- TO-DO ITEM A -
Gather every line of the records that contains the string "clicks", with case counting.

- PASSAGE SHOWN -
********************

USNS Mount Baker (T-AE-34) was the seventh of eight s. She served in the United States Navy from 1972 to 1996 and with the Military Sealift Command from 1996 to 2010. She was scrapped in 2012.

History
She is the second U.S. Navy ship to bear the name, and is named for Mount Baker, a 10,781-foot volcano in the Cascade Range of Washington. Ammunition ships operated by Military Sealift Command provide logistic support to US Navy ships at sea.

USS Mount Baker (AE-34)
Mount Baker was built by Ingalls Shipbuilding, Pascagoula, Mississippi. She was commissioned 22 July 1972 as USS Mount Baker (AE-34) and entered service with the Atlantic Fleet.

In 1976, the Chief of Naval Operations authorized the testing of the LAMPS MK III System aboard her flight deck. Later that year, Mount Baker gave support to rescue operations of the Navy's nuclear-powered submersible (NR-1). In 1977, she was awarded the Battle E as the best ammunition ship in the Atlantic Fleet.

********************

- TO-DO ITEM B -
In the passage on USNS Mount Baker, translate this sentence into Spanish: "She was commissioned 22 July 1972 as USS Mount Baker (AE-34) and entered service with the Atlantic Fleet."

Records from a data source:
********************

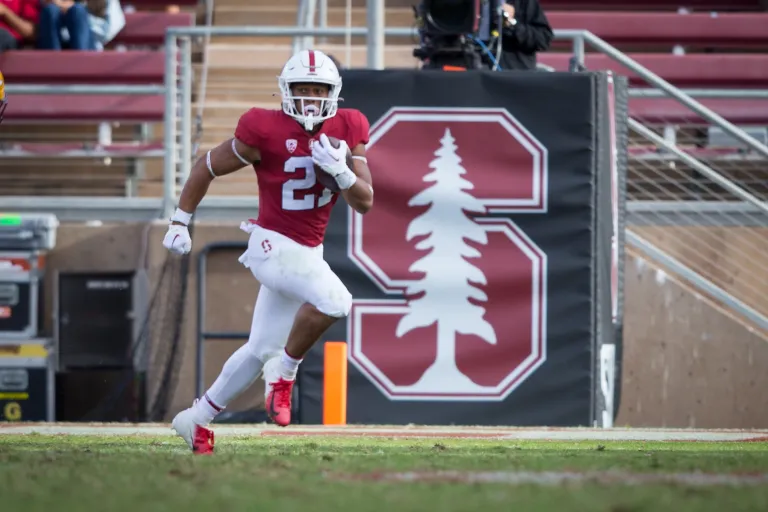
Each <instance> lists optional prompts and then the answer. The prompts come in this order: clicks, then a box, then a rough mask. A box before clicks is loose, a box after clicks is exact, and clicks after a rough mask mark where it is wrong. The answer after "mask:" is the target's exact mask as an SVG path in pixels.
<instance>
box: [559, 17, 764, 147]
mask: <svg viewBox="0 0 768 512" xmlns="http://www.w3.org/2000/svg"><path fill="white" fill-rule="evenodd" d="M563 32H566V31H561V33H563ZM579 32H580V34H581V37H583V38H584V40H585V41H586V42H587V43H589V44H590V45H591V46H593V47H594V48H595V49H596V50H597V51H599V52H600V53H603V54H605V55H607V56H608V57H610V58H612V59H613V60H615V61H616V62H618V63H619V64H622V65H623V66H625V67H627V68H628V69H631V70H632V71H634V72H635V73H636V74H637V75H639V76H640V77H642V78H643V79H644V80H646V81H647V82H649V83H651V84H652V85H654V86H655V87H657V88H658V89H661V90H662V91H664V92H666V93H667V94H668V95H669V96H671V97H672V98H674V99H676V100H677V101H679V102H680V103H682V104H683V105H685V106H686V107H688V108H690V109H691V110H692V111H694V112H695V113H697V114H698V115H700V116H701V117H703V118H704V119H706V120H707V121H709V122H711V123H713V124H716V125H719V126H720V127H721V128H722V129H723V131H725V132H726V133H728V135H731V136H732V137H734V138H736V139H738V140H739V141H741V142H743V143H744V144H746V145H747V146H749V147H751V148H752V149H754V150H755V151H757V152H758V153H761V154H762V155H763V156H766V157H768V146H766V145H765V144H763V143H761V142H760V141H758V140H757V139H755V138H754V137H752V136H750V135H749V134H748V133H746V132H745V131H744V130H742V129H740V128H739V127H737V126H736V125H734V124H733V123H731V122H730V121H728V120H727V119H725V118H724V117H722V116H720V115H718V114H717V113H715V112H714V111H713V110H711V109H709V108H707V107H705V106H704V105H702V104H701V103H699V102H698V101H696V100H695V99H693V98H692V97H690V96H689V95H687V94H685V93H684V92H682V91H681V90H680V89H678V88H677V87H675V86H673V85H672V84H670V83H669V82H667V81H666V80H664V79H663V78H661V77H660V76H658V75H656V74H654V73H653V72H652V71H650V70H649V69H648V68H646V67H645V66H642V65H641V64H639V63H638V62H636V61H634V60H632V59H631V58H629V57H627V56H626V55H625V54H624V53H622V52H621V51H620V50H618V49H616V48H615V47H613V46H611V45H610V44H608V43H606V42H605V41H603V40H602V39H600V38H599V37H597V36H596V35H594V34H593V33H592V32H587V31H579ZM555 35H556V37H557V31H555Z"/></svg>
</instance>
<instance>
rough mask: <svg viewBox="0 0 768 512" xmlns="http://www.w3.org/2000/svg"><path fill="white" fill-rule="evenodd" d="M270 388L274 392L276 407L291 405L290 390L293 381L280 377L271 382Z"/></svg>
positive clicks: (285, 406) (291, 390)
mask: <svg viewBox="0 0 768 512" xmlns="http://www.w3.org/2000/svg"><path fill="white" fill-rule="evenodd" d="M272 390H273V391H274V393H275V405H277V406H278V407H290V406H291V391H292V390H293V381H292V380H285V379H280V380H278V381H277V382H275V383H274V384H272Z"/></svg>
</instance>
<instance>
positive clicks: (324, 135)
mask: <svg viewBox="0 0 768 512" xmlns="http://www.w3.org/2000/svg"><path fill="white" fill-rule="evenodd" d="M339 142H340V144H339V147H338V148H334V147H333V146H332V145H331V141H330V140H328V136H327V135H326V134H322V135H320V140H319V141H317V142H315V143H314V144H312V161H313V162H314V163H315V165H318V166H320V168H321V169H323V170H324V171H325V172H327V173H328V174H330V175H331V176H333V179H335V180H336V183H338V184H339V188H340V189H341V190H347V189H348V188H350V187H351V186H352V185H354V184H355V182H356V181H357V176H355V173H354V172H352V170H351V169H350V168H349V167H348V166H347V152H348V151H349V146H347V142H346V141H344V140H342V141H339Z"/></svg>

********************

- ANSWER SPACE A -
Each <instance> lists optional prompts and then the answer. The prompts come in this order: clicks, then a box, then a rough mask. A box before clicks is loose, a box after clicks is exact, and clicks after a rough mask mark where it is wrong. The answer after "mask:" is the target's exact mask as an SVG path in pixels.
positive clicks: (285, 406) (291, 390)
positive clicks: (324, 135)

- ANSWER SPACE B -
Fue puesto en servicio el 22 de julio de 1972 como USS Mount Baker (AE-34) y se incorporó a la Flota del Atlántico.